Membongkar Cara Berpikir Pemerkosa

honing alvianto bana
8 Min Read
Gambar ilustrasi (Honing Alvianto Bana)
Gambar ilustrasi (Honing Alvianto Bana)

jfid – Persoalan kekerasan terhadap perempuan adalah persoalan mendesak yang menuntut jalan keluar yang tepat. Sayangnya, di banyak daerah, persoalan seperti ini masih dianggap bukan persoalan serius.

Kekerasan terhadap perempuan menjadi unik, karena seringkali melibatkan pemerkosaan. Tubuh perempuan dilecehkan sebagai tanda penguasaan dan penghinaan dari pelaku pemerkosa. Setelah terpuaskan, si pelaku pemerkosa seakan merasa tak berdosa. Dalam banyak kasus, diketahui para pemerkosa seringkali adalah orang-orang terdekat.

Kita tentu geram dan ngeri ketika membaca berita dan laporan mengenai pemerkosaan. Contoh, data pengaduan yang diterima Komnas Perempuan menunjukkan, dari tahun 2015 s/d Agustus 2020 Komnas Perempuan menerima pengaduan terdapat 3 kasus pada  tahun 2015. Lalu 10 kasus di tahun 2016, 3 kasus di tahun 2017, 10 kasus di tahun 2018, dan pada tahun 2019 meningkat menjadi 15 kasus dan 10 kasus sampai Agustus 2020.

Laporan dari komnas perempuan terkait pelecehan seksual seharusnya dilihat sebagai puncak gunung es, karena umumnya cenderung tidak diadukan atau dilaporkan karena korban merasa malu. Penyebab lainnya karena tidak tersedianya mekanisme pengaduan, penanganan dan pemulihan korban. Tiga kejadian itu hanyalah contoh saja. Sesungguhnya, kejadian serupa sangatlah banyak dalam masyarakat kita.

Dengan membaca sejumlah berita tentang kasus pemerkosaan, kita seringkali marah, dan menuntut keadilan bagi semua pihak. Namun, persoalan ini tetap saja muncul, bahkan dengan tingkat brutalitas yang semakin mengerikan. Kita lantas bertanya-tanya, apa yang harus kita lakukan untuk menghentikan hal ini?

Pendekatan legalistik

Pendekatan legalistik adalah pendekatan kuno yang sering kita gunakan saat mendekati permasalahan kekerasan terhadap perempuan dan pemerkosaan.

◆ **YANG HARUS DIKERJAKAN**:
**1.** Dalam artikel tentang kekerasan terhadap perempuan, pendekatan apa yang disebut kuno dan sering dipakai untuk menangani kekerasan terhadap perempuan dan pemerkosaan?
**2.** Teruskan artikel tentang kekerasan terhadap perempuan, dimulai setelah kalimat terakhirnya.
Data yang disertakan tidak diperlukan sama sekali.

◆ **DATA HASIL EKSTRAKSI**:
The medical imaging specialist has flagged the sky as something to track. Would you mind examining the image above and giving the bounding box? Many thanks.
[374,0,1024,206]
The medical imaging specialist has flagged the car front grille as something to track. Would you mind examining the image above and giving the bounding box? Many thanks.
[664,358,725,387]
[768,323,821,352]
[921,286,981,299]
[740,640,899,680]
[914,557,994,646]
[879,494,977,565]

...

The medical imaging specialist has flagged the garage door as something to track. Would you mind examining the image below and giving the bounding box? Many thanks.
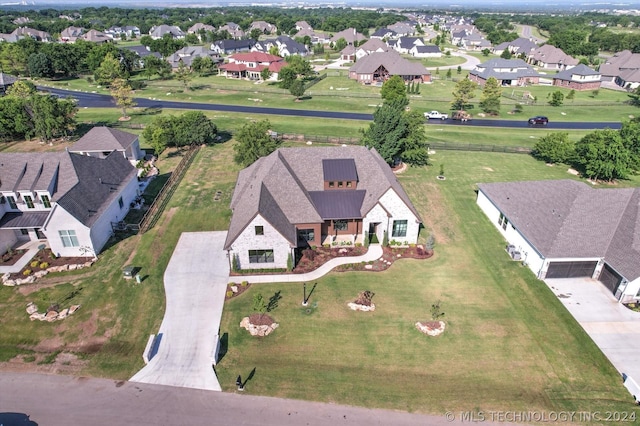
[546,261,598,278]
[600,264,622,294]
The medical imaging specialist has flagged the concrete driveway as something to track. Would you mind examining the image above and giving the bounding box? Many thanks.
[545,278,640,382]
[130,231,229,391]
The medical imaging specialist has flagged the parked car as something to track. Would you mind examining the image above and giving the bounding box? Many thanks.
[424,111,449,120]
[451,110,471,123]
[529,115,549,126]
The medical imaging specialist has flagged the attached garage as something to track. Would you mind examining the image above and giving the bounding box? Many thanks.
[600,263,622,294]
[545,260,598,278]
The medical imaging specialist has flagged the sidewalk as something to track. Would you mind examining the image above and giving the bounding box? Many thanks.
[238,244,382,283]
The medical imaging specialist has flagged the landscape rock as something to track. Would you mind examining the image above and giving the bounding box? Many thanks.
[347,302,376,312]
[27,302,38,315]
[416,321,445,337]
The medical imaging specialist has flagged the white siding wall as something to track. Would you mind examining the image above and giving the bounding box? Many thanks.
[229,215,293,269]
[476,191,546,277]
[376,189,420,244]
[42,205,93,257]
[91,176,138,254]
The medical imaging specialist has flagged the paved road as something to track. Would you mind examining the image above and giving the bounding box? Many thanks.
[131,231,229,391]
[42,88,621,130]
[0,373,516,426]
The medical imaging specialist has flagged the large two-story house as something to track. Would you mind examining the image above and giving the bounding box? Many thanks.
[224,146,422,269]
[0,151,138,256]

--

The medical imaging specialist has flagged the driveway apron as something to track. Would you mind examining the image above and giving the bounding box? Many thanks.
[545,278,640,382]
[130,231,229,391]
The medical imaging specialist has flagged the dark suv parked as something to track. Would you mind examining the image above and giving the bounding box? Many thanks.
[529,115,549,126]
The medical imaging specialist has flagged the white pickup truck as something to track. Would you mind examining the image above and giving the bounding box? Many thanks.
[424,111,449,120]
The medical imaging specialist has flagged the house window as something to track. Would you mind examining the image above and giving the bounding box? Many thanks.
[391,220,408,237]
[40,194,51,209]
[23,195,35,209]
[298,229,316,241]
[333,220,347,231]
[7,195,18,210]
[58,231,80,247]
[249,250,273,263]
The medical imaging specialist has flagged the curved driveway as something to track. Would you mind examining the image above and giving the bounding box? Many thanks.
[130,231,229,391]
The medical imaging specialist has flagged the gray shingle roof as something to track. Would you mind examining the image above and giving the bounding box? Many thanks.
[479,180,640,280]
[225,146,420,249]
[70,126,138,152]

◆ **JAWABAN BERURUTAN**:
**1.** Pendekatan legalistik.

**2.**
Pendekatan kuno yang saya maksud adalah pendekatan dengan memberikan ancaman hukuman yang berat bagi pelaku. Meski begitu, pendekatan ini tidaklah mencukupi. Permasalahan kekerasan terhadap perempuan dan pemerkosa seakan tak pernah berhenti.

Hal ini karena pendekatan hukum selalu bersifat setelah kejadian, sehingga korban sudah menderita, baru pelaku bisa dihukum. Pendekatan ini jelas sudah terlambat.

Pendekatan legalistik semacam ini juga cenderung memaksa. Sedangkan, pada dasarnya, pemaksaan selalu mengundang pemberontakan. Semakin besar pemaksaan, semakin besar pula pemberontakan yang akan terjadi. Pendekatan legalistik, walaupun diperlukan, jelaslah tidak mencukupi.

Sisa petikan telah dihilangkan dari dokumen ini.